═════ RECORD LIST ═════
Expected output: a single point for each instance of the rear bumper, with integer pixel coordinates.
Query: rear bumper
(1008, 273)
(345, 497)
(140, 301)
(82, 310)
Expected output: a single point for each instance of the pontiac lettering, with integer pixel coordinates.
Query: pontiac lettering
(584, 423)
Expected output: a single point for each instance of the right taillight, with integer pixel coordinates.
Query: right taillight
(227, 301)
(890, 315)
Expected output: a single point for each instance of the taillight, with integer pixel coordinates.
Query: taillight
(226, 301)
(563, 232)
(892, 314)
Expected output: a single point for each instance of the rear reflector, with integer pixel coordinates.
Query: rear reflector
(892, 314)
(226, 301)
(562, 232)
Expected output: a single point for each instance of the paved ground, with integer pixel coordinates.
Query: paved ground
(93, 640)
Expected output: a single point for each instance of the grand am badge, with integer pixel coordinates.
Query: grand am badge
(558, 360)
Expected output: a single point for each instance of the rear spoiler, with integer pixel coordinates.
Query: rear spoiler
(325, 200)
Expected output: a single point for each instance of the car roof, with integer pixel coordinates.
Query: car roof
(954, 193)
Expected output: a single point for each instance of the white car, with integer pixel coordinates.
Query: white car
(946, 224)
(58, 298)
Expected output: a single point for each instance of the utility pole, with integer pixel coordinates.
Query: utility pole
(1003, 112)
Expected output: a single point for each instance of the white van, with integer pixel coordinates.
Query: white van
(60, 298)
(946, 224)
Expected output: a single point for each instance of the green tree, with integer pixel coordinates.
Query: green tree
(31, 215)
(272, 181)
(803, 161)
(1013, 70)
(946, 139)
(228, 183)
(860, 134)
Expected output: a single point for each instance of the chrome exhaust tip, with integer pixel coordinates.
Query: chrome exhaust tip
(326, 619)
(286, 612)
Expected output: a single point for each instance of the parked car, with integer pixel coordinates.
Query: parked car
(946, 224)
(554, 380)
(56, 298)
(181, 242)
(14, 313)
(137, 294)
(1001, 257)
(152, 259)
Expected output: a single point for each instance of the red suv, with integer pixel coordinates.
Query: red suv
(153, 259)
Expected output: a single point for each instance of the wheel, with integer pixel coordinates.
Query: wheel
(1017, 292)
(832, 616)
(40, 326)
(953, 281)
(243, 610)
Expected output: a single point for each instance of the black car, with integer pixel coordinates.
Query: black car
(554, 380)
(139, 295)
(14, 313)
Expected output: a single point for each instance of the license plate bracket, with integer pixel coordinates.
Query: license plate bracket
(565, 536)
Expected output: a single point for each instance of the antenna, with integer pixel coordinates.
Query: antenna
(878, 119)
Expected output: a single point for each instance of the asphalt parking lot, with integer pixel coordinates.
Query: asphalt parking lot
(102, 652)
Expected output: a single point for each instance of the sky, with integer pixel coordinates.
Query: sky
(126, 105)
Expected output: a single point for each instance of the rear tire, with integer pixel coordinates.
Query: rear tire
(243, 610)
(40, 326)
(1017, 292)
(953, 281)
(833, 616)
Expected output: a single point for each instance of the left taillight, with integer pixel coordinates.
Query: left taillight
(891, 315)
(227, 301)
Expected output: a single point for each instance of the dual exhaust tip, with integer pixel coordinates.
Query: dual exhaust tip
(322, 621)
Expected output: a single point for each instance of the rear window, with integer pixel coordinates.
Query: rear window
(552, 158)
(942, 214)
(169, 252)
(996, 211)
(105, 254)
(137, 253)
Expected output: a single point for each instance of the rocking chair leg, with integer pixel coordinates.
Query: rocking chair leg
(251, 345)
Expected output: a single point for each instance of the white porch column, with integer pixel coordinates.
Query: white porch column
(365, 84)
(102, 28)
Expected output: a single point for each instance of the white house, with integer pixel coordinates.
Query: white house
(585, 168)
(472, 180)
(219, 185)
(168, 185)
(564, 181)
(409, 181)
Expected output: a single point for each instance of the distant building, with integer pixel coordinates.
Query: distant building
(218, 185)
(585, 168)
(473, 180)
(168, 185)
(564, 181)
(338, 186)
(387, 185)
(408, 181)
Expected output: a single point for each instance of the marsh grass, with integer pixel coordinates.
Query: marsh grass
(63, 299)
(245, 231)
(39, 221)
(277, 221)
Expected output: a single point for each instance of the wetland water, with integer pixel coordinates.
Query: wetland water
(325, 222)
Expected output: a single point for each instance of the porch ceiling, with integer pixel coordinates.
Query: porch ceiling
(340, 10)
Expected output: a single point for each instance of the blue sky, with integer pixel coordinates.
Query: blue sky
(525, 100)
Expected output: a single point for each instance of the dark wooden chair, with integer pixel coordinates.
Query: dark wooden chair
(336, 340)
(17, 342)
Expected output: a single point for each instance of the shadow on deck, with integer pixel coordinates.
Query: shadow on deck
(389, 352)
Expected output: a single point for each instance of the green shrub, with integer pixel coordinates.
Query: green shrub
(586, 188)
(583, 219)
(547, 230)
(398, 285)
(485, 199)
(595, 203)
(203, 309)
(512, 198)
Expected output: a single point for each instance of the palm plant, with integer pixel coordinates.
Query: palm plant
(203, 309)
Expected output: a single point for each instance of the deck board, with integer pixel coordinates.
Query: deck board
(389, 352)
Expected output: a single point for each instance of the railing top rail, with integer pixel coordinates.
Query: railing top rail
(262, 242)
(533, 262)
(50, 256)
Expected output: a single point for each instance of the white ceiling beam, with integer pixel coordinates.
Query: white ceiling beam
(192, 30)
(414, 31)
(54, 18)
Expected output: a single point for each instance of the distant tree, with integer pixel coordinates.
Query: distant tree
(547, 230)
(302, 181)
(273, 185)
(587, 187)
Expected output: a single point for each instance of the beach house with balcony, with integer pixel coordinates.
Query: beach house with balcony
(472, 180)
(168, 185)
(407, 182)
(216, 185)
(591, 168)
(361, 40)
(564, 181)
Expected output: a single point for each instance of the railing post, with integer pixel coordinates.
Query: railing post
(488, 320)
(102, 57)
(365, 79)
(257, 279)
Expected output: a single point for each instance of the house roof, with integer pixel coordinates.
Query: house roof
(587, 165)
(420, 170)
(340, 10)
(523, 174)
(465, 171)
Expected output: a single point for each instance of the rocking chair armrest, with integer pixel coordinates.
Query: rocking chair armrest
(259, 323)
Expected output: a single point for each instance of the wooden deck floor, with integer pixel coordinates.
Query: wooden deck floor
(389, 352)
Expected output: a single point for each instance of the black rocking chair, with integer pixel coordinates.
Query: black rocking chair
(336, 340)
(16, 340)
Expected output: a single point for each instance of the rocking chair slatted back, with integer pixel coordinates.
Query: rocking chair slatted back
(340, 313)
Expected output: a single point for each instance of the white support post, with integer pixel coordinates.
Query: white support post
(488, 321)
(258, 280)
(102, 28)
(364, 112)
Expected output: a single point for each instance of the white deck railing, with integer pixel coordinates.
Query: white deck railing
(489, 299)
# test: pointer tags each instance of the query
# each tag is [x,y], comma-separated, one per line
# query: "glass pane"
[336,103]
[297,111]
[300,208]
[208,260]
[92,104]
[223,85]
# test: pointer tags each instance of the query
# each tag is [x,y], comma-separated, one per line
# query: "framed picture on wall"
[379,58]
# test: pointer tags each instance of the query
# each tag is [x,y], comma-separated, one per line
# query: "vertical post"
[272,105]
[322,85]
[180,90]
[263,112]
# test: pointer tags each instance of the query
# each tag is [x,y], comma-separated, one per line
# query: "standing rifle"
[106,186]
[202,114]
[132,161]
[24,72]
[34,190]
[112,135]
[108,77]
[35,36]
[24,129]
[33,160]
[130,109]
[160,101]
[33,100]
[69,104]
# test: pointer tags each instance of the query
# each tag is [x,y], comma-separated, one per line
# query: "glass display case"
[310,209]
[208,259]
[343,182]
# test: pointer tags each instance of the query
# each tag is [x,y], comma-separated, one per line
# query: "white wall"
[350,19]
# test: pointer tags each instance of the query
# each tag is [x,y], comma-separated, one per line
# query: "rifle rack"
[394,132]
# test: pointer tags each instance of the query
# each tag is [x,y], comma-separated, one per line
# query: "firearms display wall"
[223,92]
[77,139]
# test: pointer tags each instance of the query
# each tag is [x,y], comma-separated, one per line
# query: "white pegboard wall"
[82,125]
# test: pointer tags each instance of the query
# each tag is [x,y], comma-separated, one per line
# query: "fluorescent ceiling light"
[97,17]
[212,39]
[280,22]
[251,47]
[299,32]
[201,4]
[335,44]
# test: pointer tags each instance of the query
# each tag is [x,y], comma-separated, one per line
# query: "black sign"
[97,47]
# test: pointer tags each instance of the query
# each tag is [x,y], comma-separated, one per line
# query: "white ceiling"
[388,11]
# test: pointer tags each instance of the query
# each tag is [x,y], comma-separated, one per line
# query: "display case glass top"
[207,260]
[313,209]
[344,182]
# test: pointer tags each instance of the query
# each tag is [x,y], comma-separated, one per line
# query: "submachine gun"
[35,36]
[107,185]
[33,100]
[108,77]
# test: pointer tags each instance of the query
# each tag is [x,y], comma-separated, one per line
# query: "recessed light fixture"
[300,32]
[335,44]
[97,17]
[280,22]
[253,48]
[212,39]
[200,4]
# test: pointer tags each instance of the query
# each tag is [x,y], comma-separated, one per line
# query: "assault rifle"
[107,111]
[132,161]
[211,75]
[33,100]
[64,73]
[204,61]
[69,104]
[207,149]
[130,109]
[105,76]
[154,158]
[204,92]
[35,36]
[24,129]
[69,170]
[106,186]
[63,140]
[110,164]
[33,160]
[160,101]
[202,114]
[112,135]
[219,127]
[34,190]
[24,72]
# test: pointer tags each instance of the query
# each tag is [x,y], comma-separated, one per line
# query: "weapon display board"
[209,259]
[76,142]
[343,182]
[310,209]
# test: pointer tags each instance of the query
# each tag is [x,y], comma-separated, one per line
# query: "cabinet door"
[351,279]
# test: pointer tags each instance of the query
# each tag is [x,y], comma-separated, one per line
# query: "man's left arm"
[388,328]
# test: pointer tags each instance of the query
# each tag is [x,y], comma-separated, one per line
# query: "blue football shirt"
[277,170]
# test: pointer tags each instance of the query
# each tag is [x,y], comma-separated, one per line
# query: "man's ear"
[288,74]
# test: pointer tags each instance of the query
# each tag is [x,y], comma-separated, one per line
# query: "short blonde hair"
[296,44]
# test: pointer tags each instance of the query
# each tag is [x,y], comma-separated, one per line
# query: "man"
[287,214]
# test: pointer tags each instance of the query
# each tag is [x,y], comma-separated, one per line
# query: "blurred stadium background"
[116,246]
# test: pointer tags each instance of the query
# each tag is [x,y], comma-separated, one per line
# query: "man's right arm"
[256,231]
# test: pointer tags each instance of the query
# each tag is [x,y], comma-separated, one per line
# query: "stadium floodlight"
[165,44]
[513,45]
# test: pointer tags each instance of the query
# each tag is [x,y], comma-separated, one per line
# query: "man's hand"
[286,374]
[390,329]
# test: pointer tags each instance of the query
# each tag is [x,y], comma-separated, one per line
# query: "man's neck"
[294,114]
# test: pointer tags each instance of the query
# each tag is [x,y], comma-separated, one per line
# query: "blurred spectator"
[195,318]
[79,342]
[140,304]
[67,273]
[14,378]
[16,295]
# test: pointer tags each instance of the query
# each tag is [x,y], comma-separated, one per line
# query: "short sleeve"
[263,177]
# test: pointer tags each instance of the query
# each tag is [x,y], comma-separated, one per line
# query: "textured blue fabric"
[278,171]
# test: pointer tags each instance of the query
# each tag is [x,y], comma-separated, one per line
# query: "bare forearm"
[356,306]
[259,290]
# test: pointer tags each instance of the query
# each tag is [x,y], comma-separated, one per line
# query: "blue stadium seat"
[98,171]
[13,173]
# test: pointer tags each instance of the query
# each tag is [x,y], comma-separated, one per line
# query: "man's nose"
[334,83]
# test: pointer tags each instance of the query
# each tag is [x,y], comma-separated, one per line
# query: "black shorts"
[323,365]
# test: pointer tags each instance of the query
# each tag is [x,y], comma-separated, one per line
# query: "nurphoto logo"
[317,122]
═════
AIM OF THE TASK => Copy out every line in the entries above that contains the word "floor".

WORKED ANSWER =>
Expected output: a single point for each instance of the wooden deck floor, with integer pixel coordinates.
Query: wooden deck floor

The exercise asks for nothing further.